* Source text *

····················

To answer those questions, SIREN researchers started ICECAP, which targets up to 1,800 patients at approximately 60 hospitals across United States. The patients are randomized to cooling of 91 degrees Fahrenheit (normal body temperature is around 98.6 degrees F) for a minimum of 6 hours up to 72 hours. The final findings will benefit future patients who have experienced this sort of trauma following cardiac arrest.
Addressing geographic and regional disparities
Another area of research will home in on findings from earlier studies that showed disturbing disparities in patient survival, both across different regions of the country and within different regions of a state. In essence, where a person experiences a cardiac arrest can make the difference between living or dying.
Cardiac arrest victims in rural or remote regions often face unique challenges. They're usually long distances from major hospitals and lack access to life-saving equipment like automated external defibrillators, or AEDs, portable devices that deliver electric shocks to the heart. In addition, cardiac care in these areas tends to be fragmented, largely due to the lack of integration and coordination among locally run dispatch centers and acute care hospitals.
To address this problem, the NHLBI has launched RACE-CARS (Randomized Cluster Evaluation of Cardiac Arrest Systems). The 7-year trial started in July 2020 and is being conducted in 50 urban and rural counties in North Carolina. The trial tests a customized set of targeted community-based interventions to improve survival, including a variety of first responder and bystander strategies aimed at achieving faster access to CPR (cardiopulmonary resuscitation) and a higher rate of defibrillator use by bystanders to improve outcomes.
"If you live in a rural area that's not very close to a hospital, it might take EMS 10 or 15 minutes or more to get to the scene," Tinsley explained. "By that time, the window of time to save them is already over."
"Where you live should not determine whether you live," Tinsley added. "Our research is trying to help to close those regional cardiac care gaps and boost survival outcomes."
RACE-CARS will inform how to better implement community and EMS interventions across North Carolina. Researchers hope that the lessons learned from the trial can help standardize care across other states' EMS agencies and boost implementation of guideline-based cardiac care nationwide and perhaps worldwide.
Recognizing the importance of CPR education
CPR training is critical, Sopko said, not just for professionals, but for lay people, as well. Most cardiac arrests occur outside of the hospital, and most of those occur at home and in public places. Yet, bystanders or laypersons get involved in resuscitation efforts only half the time at best.
"That's a big problem," Sopko said. "Everyone should learn CPR. Even if you don't know how to do it, you should be able to dial 911 and get help." Having more strategically located defibrillation machines would also be an important step, he added.
The dramatic scene on the NFL field involving Damar Hamlin was a cautionary tale—one Hamlin himself has publicly recognized. He has now partnered with the AHA to bring more attention to CPR education. Messages like his that back up the research are important, Sopko said.
"What we saw on that field was that the timely delivery of layperson and expert resuscitation saves lives," he said. "NHLBI-funded research has helped establish the national blueprint for facilitating more recoveries like this in the future. If everyone learned CPR, imagine how many more lives would be saved."

····················

* Given information *
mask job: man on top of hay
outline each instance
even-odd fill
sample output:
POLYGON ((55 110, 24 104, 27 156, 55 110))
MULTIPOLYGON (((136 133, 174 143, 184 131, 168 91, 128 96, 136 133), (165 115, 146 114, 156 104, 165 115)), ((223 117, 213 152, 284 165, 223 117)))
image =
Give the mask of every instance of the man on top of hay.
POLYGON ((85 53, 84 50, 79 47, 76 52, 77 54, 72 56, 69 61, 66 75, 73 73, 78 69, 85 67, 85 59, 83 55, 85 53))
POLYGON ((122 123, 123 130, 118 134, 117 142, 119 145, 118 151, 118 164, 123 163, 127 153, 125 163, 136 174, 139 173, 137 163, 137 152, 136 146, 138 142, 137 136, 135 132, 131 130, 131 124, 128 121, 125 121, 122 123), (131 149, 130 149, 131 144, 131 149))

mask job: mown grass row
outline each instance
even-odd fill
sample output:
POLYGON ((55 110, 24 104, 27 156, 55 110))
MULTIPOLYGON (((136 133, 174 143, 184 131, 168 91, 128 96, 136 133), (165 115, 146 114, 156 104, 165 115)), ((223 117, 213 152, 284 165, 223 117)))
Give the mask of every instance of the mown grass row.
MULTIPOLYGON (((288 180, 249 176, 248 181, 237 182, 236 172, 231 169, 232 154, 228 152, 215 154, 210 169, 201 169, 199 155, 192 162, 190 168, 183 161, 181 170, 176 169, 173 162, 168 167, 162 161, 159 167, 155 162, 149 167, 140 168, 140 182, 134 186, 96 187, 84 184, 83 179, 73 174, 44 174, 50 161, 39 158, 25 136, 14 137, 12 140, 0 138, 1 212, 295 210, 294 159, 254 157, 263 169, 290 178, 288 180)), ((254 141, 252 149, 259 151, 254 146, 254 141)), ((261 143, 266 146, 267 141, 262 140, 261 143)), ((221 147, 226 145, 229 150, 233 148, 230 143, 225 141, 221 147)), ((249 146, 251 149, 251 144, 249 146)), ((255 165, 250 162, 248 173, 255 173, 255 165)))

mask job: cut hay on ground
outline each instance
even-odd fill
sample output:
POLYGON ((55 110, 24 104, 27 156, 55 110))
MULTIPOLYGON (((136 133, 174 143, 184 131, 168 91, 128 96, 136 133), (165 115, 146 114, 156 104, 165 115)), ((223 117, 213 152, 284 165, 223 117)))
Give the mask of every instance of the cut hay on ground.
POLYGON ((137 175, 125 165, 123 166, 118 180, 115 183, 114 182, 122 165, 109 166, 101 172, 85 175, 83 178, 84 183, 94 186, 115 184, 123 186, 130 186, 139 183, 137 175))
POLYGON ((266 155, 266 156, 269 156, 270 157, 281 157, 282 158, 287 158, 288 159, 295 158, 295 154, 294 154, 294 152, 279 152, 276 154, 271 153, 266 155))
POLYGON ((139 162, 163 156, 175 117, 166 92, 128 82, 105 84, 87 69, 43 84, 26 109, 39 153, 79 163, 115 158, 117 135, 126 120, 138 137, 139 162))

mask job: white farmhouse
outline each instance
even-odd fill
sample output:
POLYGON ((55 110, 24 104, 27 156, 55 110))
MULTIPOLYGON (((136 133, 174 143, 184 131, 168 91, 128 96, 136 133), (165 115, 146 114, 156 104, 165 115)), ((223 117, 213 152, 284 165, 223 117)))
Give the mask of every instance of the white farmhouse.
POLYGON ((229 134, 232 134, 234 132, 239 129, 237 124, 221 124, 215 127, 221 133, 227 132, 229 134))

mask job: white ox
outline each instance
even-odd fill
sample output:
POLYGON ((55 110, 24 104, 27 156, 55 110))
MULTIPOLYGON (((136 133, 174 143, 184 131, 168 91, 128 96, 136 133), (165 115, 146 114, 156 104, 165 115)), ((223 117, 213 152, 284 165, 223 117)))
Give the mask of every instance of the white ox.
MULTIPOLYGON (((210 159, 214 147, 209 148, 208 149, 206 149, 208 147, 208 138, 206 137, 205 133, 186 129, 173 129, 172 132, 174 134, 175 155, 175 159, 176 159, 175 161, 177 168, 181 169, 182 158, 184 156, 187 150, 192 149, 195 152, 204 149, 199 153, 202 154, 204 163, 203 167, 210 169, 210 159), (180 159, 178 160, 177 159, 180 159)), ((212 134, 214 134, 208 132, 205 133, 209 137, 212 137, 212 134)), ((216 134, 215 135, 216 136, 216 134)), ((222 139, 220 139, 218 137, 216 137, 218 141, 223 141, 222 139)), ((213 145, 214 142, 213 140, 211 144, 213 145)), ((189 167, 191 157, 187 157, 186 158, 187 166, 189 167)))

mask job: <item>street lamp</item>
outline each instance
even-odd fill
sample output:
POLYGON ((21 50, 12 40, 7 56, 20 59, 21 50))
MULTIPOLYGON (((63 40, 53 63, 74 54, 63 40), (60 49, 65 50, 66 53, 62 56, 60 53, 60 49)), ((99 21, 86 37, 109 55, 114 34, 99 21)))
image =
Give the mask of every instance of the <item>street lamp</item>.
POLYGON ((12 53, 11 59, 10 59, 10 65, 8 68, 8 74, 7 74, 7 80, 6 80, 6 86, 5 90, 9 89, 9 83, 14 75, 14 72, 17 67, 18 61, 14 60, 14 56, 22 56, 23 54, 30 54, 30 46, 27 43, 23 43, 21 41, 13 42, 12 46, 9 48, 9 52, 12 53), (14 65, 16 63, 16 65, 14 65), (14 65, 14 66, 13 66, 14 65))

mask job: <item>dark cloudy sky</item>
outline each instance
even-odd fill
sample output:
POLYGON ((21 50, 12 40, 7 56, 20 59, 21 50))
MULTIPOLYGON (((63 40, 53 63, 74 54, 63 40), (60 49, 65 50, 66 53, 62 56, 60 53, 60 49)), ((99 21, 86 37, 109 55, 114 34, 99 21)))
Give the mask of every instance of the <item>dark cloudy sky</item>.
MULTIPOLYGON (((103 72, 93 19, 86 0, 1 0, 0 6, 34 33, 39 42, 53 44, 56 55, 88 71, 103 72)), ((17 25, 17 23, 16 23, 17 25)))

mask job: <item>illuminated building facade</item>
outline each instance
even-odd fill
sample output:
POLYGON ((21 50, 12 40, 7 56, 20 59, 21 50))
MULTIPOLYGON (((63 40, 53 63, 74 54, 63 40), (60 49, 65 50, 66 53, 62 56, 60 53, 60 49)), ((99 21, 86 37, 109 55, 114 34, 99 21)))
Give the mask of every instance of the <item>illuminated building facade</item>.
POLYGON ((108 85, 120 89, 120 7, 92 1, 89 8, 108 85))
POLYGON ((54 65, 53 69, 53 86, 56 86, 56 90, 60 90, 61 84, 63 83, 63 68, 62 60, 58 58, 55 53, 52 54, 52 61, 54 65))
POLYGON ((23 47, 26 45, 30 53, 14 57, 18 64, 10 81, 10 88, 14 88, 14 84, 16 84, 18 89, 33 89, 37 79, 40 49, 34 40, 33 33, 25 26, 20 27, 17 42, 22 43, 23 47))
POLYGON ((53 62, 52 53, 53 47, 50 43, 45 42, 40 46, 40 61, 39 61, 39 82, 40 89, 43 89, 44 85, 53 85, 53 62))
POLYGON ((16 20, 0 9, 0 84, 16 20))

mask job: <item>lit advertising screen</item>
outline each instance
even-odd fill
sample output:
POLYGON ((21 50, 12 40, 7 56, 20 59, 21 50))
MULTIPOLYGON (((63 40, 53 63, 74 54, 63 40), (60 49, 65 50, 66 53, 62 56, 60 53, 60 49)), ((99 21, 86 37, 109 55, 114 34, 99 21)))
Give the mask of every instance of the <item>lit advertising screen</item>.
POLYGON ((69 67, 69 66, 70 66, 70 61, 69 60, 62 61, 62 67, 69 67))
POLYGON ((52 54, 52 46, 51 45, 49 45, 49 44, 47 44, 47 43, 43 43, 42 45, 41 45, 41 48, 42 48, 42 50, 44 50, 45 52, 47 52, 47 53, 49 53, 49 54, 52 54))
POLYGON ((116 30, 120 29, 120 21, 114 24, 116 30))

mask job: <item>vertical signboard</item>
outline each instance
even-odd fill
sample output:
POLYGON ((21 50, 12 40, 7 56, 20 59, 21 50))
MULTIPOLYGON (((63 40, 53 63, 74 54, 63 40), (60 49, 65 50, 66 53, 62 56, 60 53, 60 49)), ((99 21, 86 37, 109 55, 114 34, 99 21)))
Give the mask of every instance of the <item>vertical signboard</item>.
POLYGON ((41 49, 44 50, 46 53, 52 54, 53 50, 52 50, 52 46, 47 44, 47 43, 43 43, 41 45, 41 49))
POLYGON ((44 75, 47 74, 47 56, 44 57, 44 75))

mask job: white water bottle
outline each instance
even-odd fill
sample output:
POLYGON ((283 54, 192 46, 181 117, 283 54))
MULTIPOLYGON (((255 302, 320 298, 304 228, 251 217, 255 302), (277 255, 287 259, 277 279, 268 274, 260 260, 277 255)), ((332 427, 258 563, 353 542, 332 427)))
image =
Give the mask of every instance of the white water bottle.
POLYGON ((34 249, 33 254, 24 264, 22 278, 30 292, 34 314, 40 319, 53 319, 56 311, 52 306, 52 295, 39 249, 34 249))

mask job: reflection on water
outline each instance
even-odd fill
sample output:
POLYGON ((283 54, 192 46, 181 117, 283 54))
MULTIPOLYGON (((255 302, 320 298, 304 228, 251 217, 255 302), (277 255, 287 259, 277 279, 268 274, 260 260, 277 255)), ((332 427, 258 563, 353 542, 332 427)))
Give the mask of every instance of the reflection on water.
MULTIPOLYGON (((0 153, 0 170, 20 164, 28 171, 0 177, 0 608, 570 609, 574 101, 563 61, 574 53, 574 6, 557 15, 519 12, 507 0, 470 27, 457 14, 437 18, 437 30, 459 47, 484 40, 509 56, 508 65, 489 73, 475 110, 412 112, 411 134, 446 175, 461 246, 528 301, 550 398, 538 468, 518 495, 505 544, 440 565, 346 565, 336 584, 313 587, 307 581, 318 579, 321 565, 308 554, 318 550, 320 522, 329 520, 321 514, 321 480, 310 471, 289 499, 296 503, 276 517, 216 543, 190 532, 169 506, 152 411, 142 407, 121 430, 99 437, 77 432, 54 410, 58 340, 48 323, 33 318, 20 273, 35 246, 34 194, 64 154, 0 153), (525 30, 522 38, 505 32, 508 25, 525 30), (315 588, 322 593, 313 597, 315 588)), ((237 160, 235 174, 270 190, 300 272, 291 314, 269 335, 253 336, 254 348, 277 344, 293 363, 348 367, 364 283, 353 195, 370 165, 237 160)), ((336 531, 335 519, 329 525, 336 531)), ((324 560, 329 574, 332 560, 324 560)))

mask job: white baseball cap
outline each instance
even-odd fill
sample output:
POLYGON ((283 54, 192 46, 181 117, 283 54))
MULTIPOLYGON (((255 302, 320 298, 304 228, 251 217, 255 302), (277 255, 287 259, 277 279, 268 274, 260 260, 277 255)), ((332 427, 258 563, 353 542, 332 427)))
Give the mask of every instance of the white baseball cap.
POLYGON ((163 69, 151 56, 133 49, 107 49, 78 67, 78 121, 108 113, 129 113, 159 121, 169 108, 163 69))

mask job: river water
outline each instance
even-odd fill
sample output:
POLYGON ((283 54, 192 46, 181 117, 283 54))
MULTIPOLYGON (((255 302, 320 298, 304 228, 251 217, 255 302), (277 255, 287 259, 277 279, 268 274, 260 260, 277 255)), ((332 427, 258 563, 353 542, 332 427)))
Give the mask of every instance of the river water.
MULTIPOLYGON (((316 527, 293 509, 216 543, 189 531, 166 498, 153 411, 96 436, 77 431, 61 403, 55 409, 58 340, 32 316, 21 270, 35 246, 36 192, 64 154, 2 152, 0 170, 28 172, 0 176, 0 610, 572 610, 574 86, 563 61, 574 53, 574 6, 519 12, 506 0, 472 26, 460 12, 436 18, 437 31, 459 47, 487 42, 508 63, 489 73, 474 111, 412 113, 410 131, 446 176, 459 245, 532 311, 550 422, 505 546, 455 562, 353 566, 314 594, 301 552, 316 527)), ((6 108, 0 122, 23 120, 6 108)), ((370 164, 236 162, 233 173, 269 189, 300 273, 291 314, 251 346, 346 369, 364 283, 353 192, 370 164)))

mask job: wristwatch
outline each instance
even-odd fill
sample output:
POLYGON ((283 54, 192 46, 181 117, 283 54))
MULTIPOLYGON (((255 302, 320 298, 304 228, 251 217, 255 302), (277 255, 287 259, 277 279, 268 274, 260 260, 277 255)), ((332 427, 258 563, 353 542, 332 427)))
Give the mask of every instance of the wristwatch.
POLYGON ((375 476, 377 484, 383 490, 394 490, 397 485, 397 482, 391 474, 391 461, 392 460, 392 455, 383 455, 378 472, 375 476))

····················

* Exercise *
Reproduce the cardiac arrest text from "RACE-CARS will inform" up to and including "step, he added.", renaming "defibrillation machines" to "defibrillators".

* Exercise result *
RACE-CARS will inform how to better implement community and EMS interventions across North Carolina. Researchers hope that the lessons learned from the trial can help standardize care across other states' EMS agencies and boost implementation of guideline-based cardiac care nationwide and perhaps worldwide.
Recognizing the importance of CPR education
CPR training is critical, Sopko said, not just for professionals, but for lay people, as well. Most cardiac arrests occur outside of the hospital, and most of those occur at home and in public places. Yet, bystanders or laypersons get involved in resuscitation efforts only half the time at best.
"That's a big problem," Sopko said. "Everyone should learn CPR. Even if you don't know how to do it, you should be able to dial 911 and get help." Having more strategically located defibrillators would also be an important step, he added.